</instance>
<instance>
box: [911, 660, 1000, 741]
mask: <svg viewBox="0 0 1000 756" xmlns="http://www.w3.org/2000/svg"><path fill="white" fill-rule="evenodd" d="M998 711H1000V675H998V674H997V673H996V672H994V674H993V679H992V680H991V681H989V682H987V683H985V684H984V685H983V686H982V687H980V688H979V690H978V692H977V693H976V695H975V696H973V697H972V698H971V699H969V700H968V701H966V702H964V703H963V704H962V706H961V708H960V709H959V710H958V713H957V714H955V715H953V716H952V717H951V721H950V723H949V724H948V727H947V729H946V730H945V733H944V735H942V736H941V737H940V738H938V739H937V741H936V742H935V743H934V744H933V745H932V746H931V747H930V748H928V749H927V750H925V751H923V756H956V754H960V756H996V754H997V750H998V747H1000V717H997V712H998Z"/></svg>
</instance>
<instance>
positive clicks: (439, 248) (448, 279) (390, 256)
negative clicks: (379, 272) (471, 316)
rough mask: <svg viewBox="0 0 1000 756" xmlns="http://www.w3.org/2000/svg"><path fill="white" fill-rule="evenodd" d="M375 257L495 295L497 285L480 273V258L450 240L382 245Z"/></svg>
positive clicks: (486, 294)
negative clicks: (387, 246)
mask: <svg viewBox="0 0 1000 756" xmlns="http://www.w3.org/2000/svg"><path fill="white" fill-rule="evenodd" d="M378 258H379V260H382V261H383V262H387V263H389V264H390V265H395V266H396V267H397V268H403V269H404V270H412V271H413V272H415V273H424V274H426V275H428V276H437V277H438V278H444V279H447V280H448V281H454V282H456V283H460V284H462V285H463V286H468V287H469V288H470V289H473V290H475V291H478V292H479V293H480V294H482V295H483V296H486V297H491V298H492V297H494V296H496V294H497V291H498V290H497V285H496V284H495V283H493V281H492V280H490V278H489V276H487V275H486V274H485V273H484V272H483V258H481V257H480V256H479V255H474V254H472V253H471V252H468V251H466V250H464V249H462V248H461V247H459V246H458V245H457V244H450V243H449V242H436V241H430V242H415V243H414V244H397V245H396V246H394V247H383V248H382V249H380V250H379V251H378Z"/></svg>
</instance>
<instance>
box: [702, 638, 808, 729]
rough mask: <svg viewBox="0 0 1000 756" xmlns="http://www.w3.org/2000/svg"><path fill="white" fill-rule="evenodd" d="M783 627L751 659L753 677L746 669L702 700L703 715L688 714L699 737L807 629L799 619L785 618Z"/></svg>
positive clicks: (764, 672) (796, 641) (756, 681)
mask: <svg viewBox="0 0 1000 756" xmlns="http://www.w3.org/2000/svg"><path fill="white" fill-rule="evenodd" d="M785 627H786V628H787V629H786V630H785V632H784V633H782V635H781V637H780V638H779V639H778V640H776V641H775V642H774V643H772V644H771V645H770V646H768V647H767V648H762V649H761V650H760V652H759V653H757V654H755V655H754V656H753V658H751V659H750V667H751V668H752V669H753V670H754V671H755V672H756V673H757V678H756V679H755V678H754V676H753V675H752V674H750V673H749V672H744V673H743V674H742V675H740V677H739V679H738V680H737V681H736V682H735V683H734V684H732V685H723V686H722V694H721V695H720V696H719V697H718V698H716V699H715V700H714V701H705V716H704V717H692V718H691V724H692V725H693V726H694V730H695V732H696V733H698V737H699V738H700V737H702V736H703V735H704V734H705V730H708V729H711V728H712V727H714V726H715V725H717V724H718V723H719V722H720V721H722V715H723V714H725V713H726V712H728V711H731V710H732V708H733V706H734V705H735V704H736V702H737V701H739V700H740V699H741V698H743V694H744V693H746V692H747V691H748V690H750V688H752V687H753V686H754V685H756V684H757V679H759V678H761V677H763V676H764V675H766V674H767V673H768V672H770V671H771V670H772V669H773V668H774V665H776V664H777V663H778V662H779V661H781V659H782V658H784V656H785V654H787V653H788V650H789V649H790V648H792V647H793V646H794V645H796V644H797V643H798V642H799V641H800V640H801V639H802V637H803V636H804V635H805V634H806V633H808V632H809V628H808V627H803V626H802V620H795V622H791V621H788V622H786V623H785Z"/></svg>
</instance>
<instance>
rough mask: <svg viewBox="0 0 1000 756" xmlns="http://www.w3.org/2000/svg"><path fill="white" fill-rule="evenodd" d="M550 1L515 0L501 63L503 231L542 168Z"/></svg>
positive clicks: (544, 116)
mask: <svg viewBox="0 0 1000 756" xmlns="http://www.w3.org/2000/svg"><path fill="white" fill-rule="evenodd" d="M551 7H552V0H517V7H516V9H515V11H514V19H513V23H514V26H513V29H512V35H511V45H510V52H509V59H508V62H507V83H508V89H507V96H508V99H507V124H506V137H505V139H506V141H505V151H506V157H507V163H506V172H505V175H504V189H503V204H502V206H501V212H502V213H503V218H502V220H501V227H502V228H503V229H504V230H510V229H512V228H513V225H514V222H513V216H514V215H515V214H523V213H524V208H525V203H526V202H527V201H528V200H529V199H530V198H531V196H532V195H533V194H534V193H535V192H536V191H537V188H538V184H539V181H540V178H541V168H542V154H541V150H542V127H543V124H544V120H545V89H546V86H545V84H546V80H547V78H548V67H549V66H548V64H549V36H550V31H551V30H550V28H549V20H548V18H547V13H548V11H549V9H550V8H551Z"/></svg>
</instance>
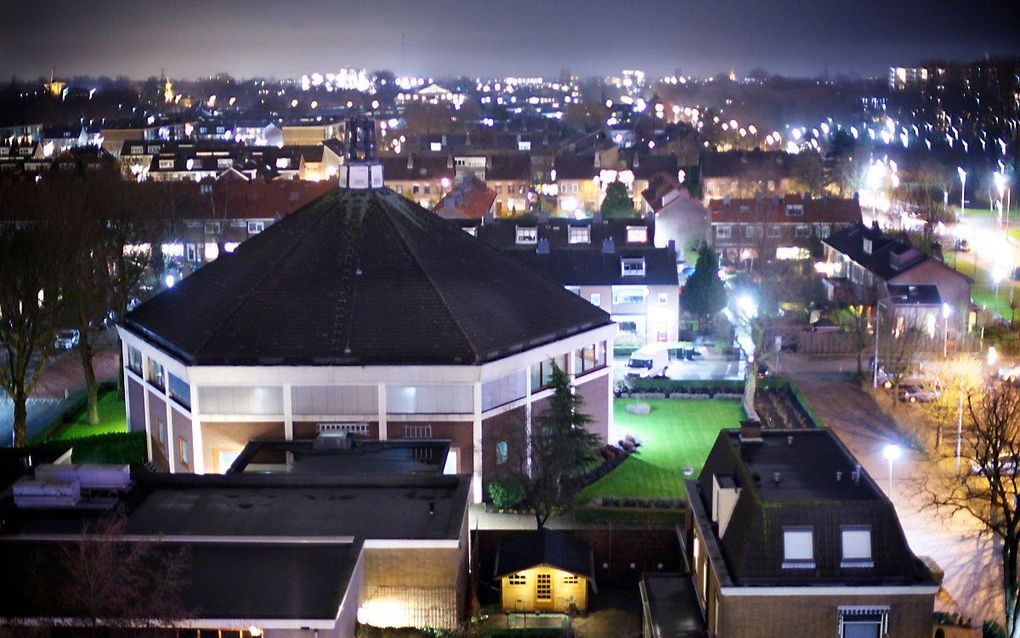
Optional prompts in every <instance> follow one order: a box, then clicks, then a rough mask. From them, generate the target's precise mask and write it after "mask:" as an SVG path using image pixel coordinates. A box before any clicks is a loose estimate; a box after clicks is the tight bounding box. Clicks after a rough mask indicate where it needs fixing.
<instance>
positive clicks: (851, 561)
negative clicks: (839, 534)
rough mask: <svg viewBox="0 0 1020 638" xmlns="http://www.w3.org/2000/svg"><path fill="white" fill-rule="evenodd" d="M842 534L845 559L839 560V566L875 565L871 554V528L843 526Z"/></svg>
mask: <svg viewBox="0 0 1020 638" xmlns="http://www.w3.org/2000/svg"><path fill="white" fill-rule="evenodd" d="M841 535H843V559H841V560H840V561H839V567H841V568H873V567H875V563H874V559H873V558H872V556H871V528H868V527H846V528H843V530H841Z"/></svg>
• • • • •
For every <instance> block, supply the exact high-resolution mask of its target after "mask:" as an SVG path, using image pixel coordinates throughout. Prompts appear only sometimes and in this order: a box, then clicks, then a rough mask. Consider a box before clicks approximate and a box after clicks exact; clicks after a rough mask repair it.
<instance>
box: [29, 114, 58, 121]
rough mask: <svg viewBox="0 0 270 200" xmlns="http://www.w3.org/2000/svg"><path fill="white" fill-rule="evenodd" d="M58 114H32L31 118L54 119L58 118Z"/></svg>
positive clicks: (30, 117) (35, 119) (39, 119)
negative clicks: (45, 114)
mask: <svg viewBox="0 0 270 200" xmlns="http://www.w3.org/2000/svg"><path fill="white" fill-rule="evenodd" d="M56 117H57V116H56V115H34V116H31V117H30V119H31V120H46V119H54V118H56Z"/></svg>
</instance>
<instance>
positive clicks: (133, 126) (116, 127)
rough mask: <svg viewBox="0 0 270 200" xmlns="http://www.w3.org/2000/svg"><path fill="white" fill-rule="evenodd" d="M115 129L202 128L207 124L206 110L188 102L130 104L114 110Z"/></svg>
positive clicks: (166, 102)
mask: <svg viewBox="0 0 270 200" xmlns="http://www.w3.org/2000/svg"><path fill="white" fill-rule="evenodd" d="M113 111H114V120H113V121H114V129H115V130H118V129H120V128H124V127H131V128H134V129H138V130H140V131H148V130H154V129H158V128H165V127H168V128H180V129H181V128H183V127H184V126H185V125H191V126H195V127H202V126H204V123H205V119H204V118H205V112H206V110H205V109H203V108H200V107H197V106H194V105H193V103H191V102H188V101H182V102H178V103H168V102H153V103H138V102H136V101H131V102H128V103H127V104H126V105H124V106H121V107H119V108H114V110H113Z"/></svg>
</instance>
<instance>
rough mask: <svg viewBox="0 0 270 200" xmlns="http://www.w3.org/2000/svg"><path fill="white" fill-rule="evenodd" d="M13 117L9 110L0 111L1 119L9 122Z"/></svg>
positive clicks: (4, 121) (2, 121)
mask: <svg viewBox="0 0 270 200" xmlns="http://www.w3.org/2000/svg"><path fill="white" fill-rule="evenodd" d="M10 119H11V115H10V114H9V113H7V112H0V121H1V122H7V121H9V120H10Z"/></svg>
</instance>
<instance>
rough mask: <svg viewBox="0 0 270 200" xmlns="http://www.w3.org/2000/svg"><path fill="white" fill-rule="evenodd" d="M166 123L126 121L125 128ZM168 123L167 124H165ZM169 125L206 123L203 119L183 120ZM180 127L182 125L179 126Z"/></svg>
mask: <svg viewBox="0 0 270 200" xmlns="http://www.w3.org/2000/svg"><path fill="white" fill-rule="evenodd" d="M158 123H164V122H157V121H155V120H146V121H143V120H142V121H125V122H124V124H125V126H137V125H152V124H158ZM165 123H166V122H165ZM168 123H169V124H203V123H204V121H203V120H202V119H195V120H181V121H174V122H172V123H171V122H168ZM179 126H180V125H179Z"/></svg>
• • • • •
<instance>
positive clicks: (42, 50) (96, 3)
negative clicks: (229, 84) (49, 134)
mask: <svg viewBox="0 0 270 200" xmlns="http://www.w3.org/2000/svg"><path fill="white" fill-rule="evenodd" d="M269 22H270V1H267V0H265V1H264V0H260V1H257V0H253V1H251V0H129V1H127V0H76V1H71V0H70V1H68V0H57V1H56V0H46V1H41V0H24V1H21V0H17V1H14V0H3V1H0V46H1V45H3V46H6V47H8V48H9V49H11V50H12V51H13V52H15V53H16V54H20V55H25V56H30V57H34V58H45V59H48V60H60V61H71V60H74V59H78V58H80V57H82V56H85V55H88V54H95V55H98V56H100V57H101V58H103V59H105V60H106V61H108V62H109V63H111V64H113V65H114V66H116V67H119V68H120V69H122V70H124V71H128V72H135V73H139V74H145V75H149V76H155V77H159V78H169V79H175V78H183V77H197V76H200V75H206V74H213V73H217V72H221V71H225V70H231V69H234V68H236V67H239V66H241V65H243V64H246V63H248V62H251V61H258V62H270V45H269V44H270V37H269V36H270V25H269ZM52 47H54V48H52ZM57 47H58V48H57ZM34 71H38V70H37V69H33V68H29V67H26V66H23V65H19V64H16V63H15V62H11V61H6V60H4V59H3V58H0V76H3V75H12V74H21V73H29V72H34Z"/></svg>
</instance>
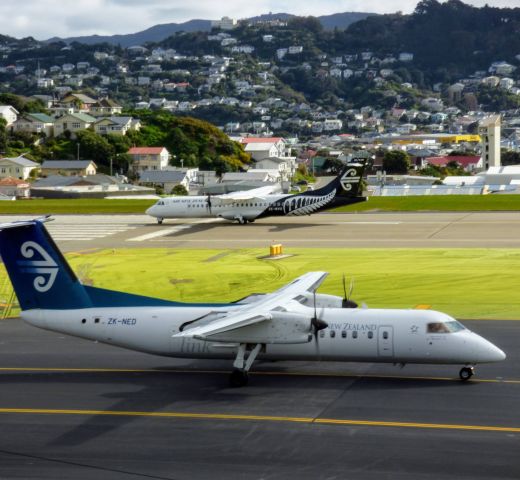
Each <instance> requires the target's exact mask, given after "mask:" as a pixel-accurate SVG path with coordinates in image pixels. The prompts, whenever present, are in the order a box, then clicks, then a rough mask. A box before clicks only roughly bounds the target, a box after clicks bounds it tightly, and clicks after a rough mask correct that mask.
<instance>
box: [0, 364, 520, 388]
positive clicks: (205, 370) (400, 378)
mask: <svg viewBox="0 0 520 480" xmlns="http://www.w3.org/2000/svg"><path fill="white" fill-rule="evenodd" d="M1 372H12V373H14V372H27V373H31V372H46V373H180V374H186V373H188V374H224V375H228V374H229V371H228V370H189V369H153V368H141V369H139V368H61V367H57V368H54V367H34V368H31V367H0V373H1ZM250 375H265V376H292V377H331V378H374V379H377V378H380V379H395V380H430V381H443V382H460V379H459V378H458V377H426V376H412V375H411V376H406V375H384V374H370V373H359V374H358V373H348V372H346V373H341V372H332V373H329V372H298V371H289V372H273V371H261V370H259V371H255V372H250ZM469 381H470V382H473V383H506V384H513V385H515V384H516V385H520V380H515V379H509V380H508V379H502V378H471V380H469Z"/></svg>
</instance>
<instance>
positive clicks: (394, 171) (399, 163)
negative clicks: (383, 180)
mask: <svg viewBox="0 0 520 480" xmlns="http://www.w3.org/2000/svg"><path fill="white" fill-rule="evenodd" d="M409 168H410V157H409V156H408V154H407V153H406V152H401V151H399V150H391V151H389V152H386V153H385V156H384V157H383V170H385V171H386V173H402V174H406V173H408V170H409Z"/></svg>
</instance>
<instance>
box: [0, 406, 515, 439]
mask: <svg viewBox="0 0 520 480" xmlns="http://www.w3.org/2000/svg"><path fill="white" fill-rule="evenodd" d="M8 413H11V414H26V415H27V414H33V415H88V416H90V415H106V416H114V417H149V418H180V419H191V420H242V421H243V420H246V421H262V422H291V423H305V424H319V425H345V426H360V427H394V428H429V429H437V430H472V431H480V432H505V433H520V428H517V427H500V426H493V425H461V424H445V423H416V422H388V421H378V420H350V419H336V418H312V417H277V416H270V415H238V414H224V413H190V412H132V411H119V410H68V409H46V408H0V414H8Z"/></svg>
• • • • •
● **ACTIVITY**
Wherever the string "pixel" appears in the data above, report the whole line.

● **RESPONSE FOR THIS EXERCISE**
Optional prompts in every <instance> follow one order: a box, then clicks, then a rough mask. From them, generate the target's precise mask and write it after "mask:" as an SVG path using image pixel coordinates. A box before any clicks is a loose estimate; a box after clicks is the tight bounding box. Clicks after a rough mask indicate where it needs fixing.
For every <instance> block, supply the exact high-resolution mask of its target after "mask:" as an SVG path, using image pixel coordinates throughout. Prompts appear only sometimes and in this order: a box, then clicks, then a rough mask. Consider a box before clicks approximate and a box after clicks exact; clicks after a rough mask repair it.
Each <instance> requires the target's exact mask, given after "mask:" as a pixel-accurate SVG path with coordinates in image pixels. The prompts, whenever present, are in the order a box, then clicks, then a rough mask. A box before clicks only roughly bounds the target, a box after clicks bounds it tightly, and clicks after a rough mask correct that mask.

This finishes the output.